Required task
Reproduce all of the material below word for word, leaving out the pictures.
# # # # # # #
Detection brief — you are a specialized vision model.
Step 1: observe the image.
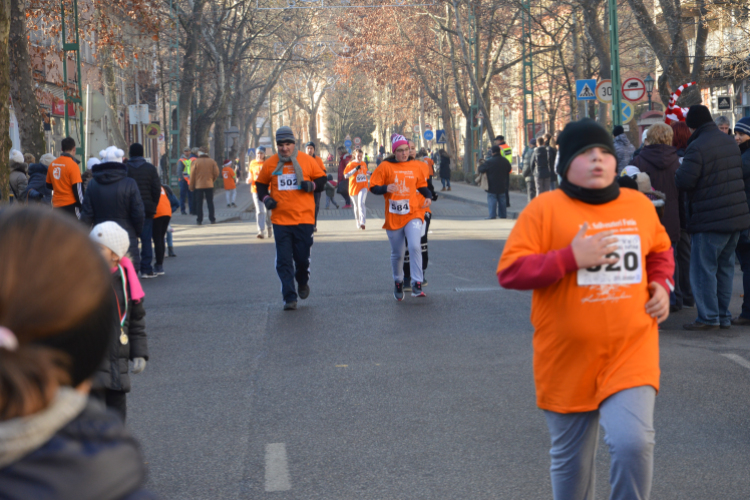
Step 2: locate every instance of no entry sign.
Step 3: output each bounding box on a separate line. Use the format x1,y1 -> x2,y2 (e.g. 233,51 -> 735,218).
622,78 -> 646,102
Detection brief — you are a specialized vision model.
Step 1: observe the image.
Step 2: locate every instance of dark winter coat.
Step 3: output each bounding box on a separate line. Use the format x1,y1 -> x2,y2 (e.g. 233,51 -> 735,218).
94,269 -> 148,392
630,144 -> 680,244
10,162 -> 29,201
440,154 -> 451,179
21,163 -> 52,205
676,122 -> 750,233
531,146 -> 554,179
81,162 -> 147,237
125,156 -> 161,218
477,155 -> 511,194
0,398 -> 157,500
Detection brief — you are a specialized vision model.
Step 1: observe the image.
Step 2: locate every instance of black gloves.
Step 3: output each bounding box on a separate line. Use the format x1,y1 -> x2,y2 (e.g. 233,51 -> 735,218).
263,196 -> 278,210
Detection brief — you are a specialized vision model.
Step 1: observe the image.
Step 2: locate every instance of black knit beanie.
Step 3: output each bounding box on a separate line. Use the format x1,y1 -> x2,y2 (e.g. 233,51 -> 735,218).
557,118 -> 617,178
685,104 -> 714,130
# # # # # # #
Reply to the exercise
Detection brief — you are a specialized vision model.
Step 1: observe the image.
Step 2: locate every instance of no entry sign.
Step 3: output each bounding box on a separate line. Use the format x1,y1 -> x2,y2 (e.g. 233,51 -> 735,218).
622,78 -> 646,102
Detection brief — you are a specialized vision model.
Step 1: observe the image.
Step 2: locate every instance of dark winter coat.
Step 3: output each bounding box on a separate line. Use the format x1,y1 -> x2,y2 (e.g. 233,51 -> 735,218).
94,269 -> 148,392
630,144 -> 680,244
10,162 -> 29,201
440,154 -> 451,179
21,163 -> 52,205
676,122 -> 750,233
531,146 -> 554,179
81,162 -> 147,237
125,156 -> 161,218
477,155 -> 511,194
0,398 -> 157,500
Detection brief — you are a specialized vision model.
Step 1: observe the image.
Step 2: locate every instance of black gloves.
Step 3: output each bounding box on a separate line. Use the format x1,y1 -> x2,y2 (e.g. 233,51 -> 735,218).
263,196 -> 278,210
Detection brief — you are a specialized vision model.
Step 1: observe the image.
Step 2: locate every instance of black knit beanie.
Step 3: output each bounding box on a separate line. Use the format x1,y1 -> x2,y2 (e.g. 233,51 -> 735,218).
557,118 -> 617,178
685,104 -> 714,130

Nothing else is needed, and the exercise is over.